The exercise
Take the line that contains "Note: for this drill we locate the short" and each line after it in the material below, and transcribe them exactly, stopping at the end.

--------------------------------------------------

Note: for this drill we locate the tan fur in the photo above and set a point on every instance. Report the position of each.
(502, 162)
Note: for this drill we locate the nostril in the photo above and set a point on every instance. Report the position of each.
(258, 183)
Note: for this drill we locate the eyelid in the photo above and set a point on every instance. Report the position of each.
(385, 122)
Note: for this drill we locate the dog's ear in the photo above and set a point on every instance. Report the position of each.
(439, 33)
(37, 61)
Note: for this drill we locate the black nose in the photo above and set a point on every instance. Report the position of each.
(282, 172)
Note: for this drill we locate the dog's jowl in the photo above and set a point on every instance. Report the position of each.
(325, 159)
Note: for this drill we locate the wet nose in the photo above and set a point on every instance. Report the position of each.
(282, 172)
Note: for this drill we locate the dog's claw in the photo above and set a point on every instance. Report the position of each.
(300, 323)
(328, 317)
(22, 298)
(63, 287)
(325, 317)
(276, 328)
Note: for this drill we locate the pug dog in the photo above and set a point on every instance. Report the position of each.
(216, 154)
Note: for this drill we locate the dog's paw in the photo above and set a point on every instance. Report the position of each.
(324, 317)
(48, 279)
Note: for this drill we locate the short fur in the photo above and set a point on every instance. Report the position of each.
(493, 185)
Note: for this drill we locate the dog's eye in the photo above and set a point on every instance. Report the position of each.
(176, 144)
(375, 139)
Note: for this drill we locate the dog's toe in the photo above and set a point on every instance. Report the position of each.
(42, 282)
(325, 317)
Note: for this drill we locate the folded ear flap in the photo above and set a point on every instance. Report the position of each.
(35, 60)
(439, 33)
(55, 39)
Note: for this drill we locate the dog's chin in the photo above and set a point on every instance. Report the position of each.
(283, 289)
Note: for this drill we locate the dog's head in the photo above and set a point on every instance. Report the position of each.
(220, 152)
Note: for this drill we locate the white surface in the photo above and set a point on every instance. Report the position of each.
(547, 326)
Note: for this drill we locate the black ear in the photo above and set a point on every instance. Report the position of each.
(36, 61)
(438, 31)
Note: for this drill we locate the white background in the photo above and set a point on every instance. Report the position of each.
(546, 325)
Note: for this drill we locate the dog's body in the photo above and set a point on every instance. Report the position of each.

--------------------------------------------------

Written reply
Note: for this drill we locate the short fur in the photo above and set a point on every instance. Report the position of each.
(493, 185)
Note: for this drill we locate the dog's eye in the photo above and set a point on every instance. Report the position of each.
(176, 144)
(375, 139)
Note: for this drill we locate the dog's toe in the photo above and set a point on every instance. Report the position of each.
(42, 282)
(325, 317)
Note: for this drill we locate the folded ear flap in the photo above and set a point on every instance. Report the position of each.
(35, 60)
(439, 33)
(55, 39)
Note: for this drill we locate the dog's chin in the photo above and set a point on every instance. Report the position of each.
(283, 289)
Note: for this drill we locate the dog's head in the photo above and set a point on every instance. Report the position of each.
(220, 152)
Note: for this drill we locate the white surface in the photo above and set a point on every instance. Report the position of each.
(547, 326)
Note: for this drill we locate the black ear in the photo above and set a point on every instance. Report the position of each.
(36, 61)
(438, 31)
Note: for this drill we locate the white background in the photo above and set a point on every instance. Report the position of each.
(546, 325)
Note: for this drill we locate the dog's body in the photo above and set a point on every instance. Report the position of each.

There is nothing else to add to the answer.